*What is expected:* Retype the items word for word, starting at the line with "[locate] man's white hair" and running through the last line of the items, both ends included. Leave the pictures out of your answer.

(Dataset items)

-------------------------

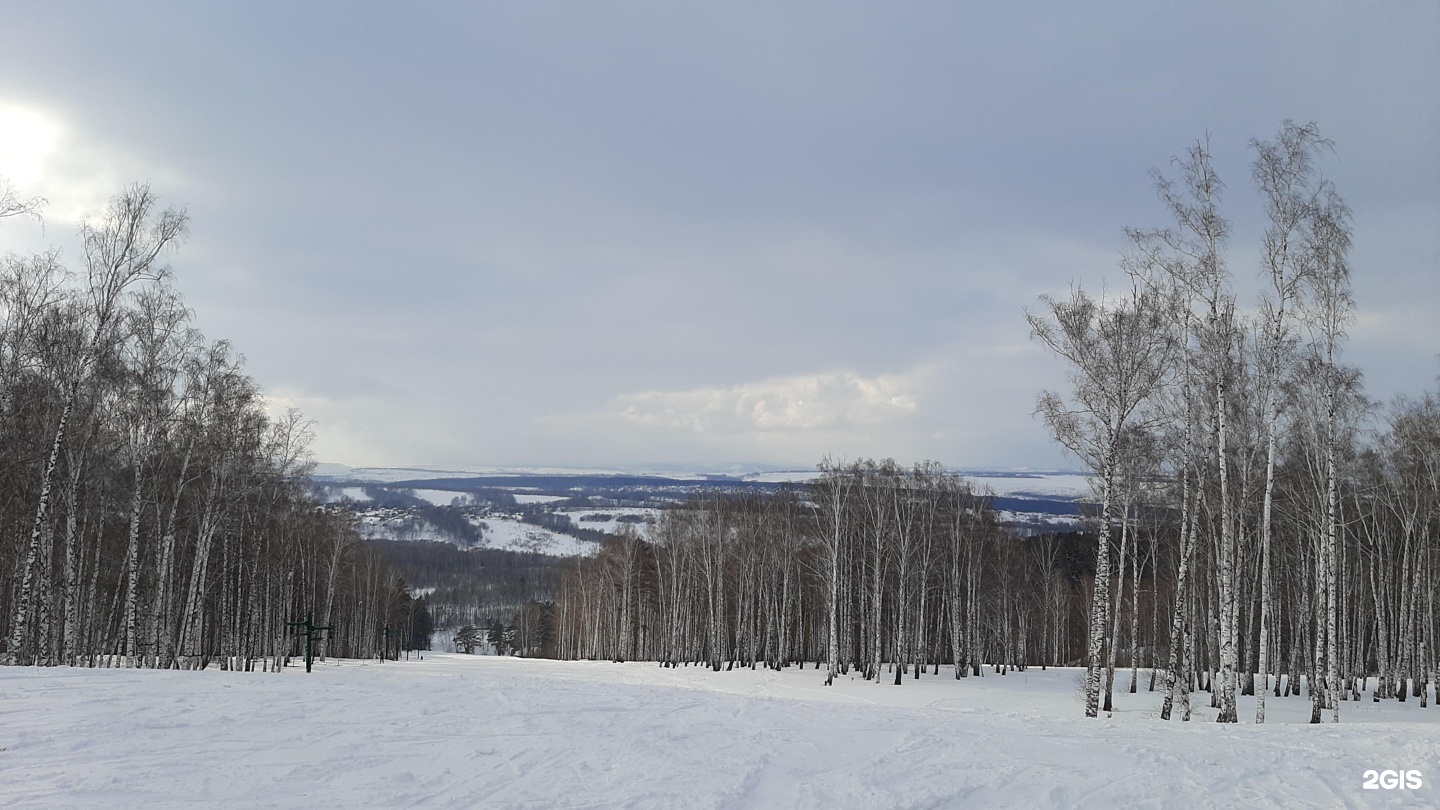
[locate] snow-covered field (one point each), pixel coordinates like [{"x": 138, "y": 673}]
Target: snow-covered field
[
  {"x": 526, "y": 497},
  {"x": 462, "y": 731},
  {"x": 612, "y": 523},
  {"x": 513, "y": 535}
]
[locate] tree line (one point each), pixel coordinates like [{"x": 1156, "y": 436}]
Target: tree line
[
  {"x": 151, "y": 513},
  {"x": 1259, "y": 525},
  {"x": 1306, "y": 533},
  {"x": 874, "y": 568}
]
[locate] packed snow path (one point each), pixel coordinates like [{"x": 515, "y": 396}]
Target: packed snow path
[{"x": 467, "y": 731}]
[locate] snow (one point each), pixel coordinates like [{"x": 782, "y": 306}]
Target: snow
[
  {"x": 470, "y": 731},
  {"x": 523, "y": 499},
  {"x": 442, "y": 497},
  {"x": 337, "y": 495},
  {"x": 514, "y": 535},
  {"x": 612, "y": 523},
  {"x": 1034, "y": 484}
]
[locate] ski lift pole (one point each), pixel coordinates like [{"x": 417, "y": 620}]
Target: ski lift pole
[
  {"x": 311, "y": 634},
  {"x": 385, "y": 644}
]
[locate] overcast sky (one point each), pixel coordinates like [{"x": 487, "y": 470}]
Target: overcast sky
[{"x": 622, "y": 234}]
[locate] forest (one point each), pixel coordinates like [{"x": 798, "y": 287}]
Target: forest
[
  {"x": 1259, "y": 526},
  {"x": 151, "y": 512}
]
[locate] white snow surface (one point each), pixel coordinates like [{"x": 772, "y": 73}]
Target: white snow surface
[
  {"x": 442, "y": 497},
  {"x": 471, "y": 731},
  {"x": 523, "y": 497},
  {"x": 612, "y": 525},
  {"x": 514, "y": 535}
]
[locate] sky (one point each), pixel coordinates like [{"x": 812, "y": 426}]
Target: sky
[{"x": 653, "y": 234}]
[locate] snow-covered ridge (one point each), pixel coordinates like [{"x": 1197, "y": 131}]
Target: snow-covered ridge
[{"x": 470, "y": 731}]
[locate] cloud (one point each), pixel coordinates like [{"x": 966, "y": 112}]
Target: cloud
[
  {"x": 825, "y": 401},
  {"x": 43, "y": 153}
]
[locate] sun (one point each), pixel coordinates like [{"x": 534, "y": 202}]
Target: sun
[{"x": 28, "y": 139}]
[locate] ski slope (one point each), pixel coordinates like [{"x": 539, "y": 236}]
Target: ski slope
[{"x": 468, "y": 731}]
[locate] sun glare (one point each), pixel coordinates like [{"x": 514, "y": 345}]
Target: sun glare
[{"x": 26, "y": 141}]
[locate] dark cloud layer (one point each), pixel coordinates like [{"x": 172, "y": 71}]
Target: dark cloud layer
[{"x": 608, "y": 234}]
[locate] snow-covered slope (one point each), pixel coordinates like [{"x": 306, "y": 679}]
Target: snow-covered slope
[{"x": 458, "y": 731}]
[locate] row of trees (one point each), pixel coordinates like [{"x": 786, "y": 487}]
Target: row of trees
[
  {"x": 1303, "y": 549},
  {"x": 1254, "y": 529},
  {"x": 151, "y": 513},
  {"x": 879, "y": 568}
]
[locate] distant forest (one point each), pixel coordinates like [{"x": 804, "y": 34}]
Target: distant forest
[
  {"x": 153, "y": 513},
  {"x": 1260, "y": 525}
]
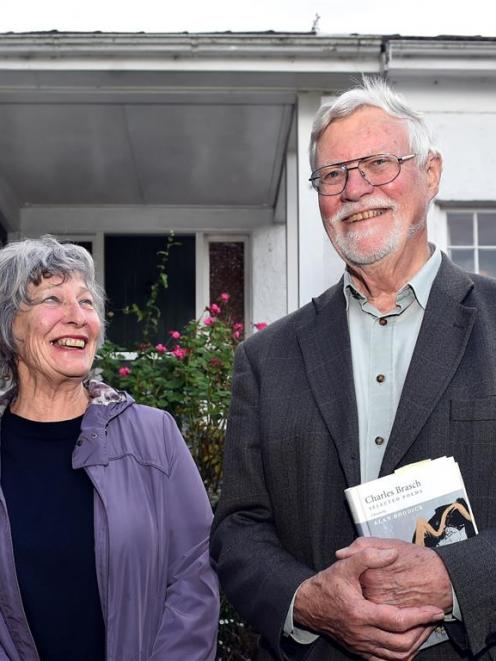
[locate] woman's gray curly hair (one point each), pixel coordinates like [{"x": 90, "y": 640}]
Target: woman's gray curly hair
[{"x": 27, "y": 262}]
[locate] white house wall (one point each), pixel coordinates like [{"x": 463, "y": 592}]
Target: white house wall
[{"x": 269, "y": 273}]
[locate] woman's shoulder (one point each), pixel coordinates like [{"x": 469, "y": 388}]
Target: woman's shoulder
[{"x": 150, "y": 435}]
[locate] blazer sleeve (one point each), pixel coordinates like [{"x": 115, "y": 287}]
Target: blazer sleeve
[
  {"x": 471, "y": 565},
  {"x": 188, "y": 629},
  {"x": 258, "y": 575}
]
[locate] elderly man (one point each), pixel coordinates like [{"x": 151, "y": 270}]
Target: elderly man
[{"x": 394, "y": 364}]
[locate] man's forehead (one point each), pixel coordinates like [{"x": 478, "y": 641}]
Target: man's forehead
[{"x": 365, "y": 132}]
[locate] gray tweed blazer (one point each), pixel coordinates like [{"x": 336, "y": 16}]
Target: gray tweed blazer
[{"x": 292, "y": 449}]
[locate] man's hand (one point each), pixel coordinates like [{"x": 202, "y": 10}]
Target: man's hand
[
  {"x": 416, "y": 577},
  {"x": 332, "y": 602}
]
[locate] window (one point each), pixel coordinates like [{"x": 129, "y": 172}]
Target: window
[
  {"x": 472, "y": 240},
  {"x": 227, "y": 274},
  {"x": 130, "y": 270}
]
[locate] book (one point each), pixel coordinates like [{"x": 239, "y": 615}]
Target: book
[{"x": 425, "y": 503}]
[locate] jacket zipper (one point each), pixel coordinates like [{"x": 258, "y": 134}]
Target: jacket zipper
[{"x": 107, "y": 561}]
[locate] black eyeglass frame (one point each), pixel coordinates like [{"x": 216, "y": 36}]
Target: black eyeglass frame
[{"x": 344, "y": 166}]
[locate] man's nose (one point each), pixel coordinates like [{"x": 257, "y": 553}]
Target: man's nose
[{"x": 356, "y": 186}]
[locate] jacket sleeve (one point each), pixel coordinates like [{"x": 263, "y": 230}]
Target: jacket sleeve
[
  {"x": 258, "y": 575},
  {"x": 188, "y": 629},
  {"x": 471, "y": 565}
]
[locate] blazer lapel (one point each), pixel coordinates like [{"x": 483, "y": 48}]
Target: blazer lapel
[
  {"x": 326, "y": 349},
  {"x": 442, "y": 340}
]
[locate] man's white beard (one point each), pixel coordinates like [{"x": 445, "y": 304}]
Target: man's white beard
[{"x": 348, "y": 245}]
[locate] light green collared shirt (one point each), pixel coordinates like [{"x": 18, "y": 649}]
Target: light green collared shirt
[{"x": 382, "y": 347}]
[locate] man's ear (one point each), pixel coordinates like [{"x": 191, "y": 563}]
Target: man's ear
[{"x": 433, "y": 170}]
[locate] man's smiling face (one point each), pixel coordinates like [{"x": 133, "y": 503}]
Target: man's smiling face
[{"x": 367, "y": 223}]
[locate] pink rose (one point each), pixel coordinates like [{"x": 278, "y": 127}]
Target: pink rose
[
  {"x": 214, "y": 309},
  {"x": 179, "y": 352}
]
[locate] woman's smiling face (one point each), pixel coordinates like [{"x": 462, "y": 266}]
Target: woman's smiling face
[{"x": 57, "y": 334}]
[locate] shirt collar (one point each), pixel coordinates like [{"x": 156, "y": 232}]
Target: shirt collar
[{"x": 420, "y": 283}]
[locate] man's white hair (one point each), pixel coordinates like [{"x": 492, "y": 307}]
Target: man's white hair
[{"x": 375, "y": 92}]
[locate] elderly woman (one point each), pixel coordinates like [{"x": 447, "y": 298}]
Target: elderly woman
[{"x": 104, "y": 520}]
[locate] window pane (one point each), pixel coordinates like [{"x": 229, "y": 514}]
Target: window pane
[
  {"x": 487, "y": 262},
  {"x": 460, "y": 229},
  {"x": 227, "y": 274},
  {"x": 464, "y": 258},
  {"x": 487, "y": 229},
  {"x": 131, "y": 269}
]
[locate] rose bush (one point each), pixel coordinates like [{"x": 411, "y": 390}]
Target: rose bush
[{"x": 188, "y": 374}]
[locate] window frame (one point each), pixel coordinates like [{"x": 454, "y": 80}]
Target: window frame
[{"x": 475, "y": 247}]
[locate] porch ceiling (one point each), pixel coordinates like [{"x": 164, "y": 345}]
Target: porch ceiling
[{"x": 190, "y": 152}]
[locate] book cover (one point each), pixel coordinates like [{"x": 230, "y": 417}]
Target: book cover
[{"x": 425, "y": 503}]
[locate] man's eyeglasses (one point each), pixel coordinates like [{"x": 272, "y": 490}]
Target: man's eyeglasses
[{"x": 376, "y": 170}]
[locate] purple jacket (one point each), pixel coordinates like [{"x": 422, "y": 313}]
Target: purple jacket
[{"x": 152, "y": 519}]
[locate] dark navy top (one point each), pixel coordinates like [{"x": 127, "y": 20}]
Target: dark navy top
[{"x": 50, "y": 508}]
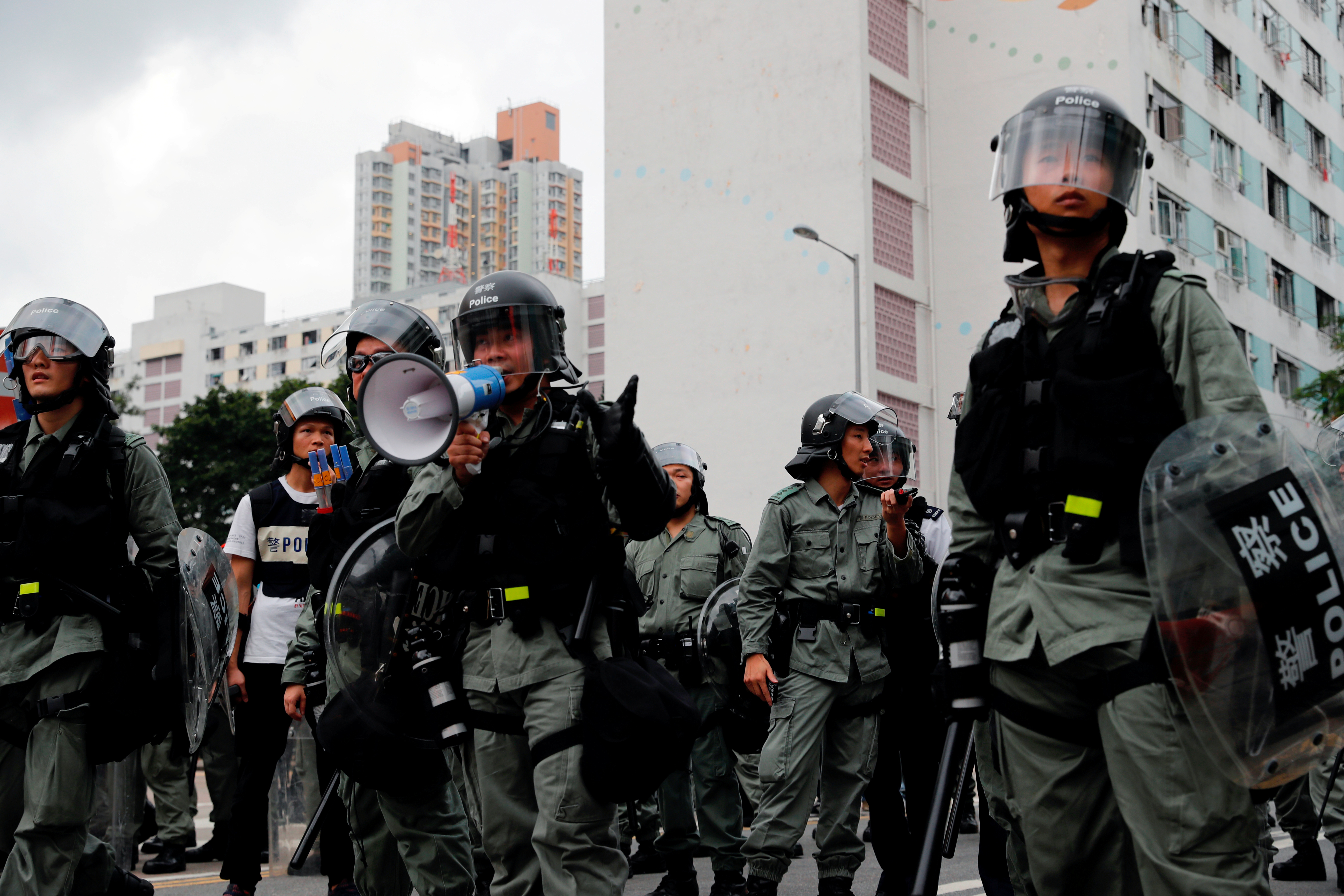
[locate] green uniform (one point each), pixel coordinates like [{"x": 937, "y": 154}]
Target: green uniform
[
  {"x": 677, "y": 577},
  {"x": 46, "y": 792},
  {"x": 810, "y": 550},
  {"x": 398, "y": 843},
  {"x": 1154, "y": 794},
  {"x": 542, "y": 831}
]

-------------------------

*Result of this task:*
[locate] man's white hair (one point each), pixel coordinates like [{"x": 492, "y": 307}]
Target: man's white hair
[{"x": 375, "y": 92}]
[locate] elderly woman (one point each), pixel coordinates like [{"x": 447, "y": 298}]
Target: elderly woman
[{"x": 104, "y": 520}]
[locate] window pane (one point each), pixel coordinates like [{"x": 229, "y": 514}]
Target: window pane
[
  {"x": 487, "y": 262},
  {"x": 460, "y": 229},
  {"x": 227, "y": 274},
  {"x": 464, "y": 258},
  {"x": 487, "y": 229},
  {"x": 131, "y": 269}
]
[locate] rose bush (one point each), pixel coordinates like [{"x": 411, "y": 390}]
Target: rose bush
[{"x": 188, "y": 374}]
[locate] window frame (one point each), pixel coordinates like [{"x": 454, "y": 80}]
Target: window frame
[{"x": 475, "y": 247}]
[locate] porch ceiling (one point each), pixel coordinates like [{"x": 164, "y": 345}]
Target: porch ceiling
[{"x": 190, "y": 152}]
[locate] book cover (one point each), pixel coordinates like [{"x": 230, "y": 417}]
Target: book cover
[{"x": 425, "y": 503}]
[locate] man's eyeglasses (one point each), pixel coordinates like [{"x": 272, "y": 490}]
Target: man's eyeglasses
[{"x": 376, "y": 170}]
[locate] purple jacket (one point each), pixel coordinates like [{"x": 422, "y": 313}]
Target: purple jacket
[{"x": 152, "y": 519}]
[locate] dark navy top (one point each), pixel coordinates like [{"x": 127, "y": 20}]
Target: dark navy top
[{"x": 50, "y": 508}]
[locate] green uniform (one point each), pixel coordinates like [{"x": 937, "y": 154}]
Target: green uniform
[
  {"x": 677, "y": 577},
  {"x": 46, "y": 792},
  {"x": 810, "y": 550},
  {"x": 398, "y": 843},
  {"x": 1154, "y": 794},
  {"x": 542, "y": 831}
]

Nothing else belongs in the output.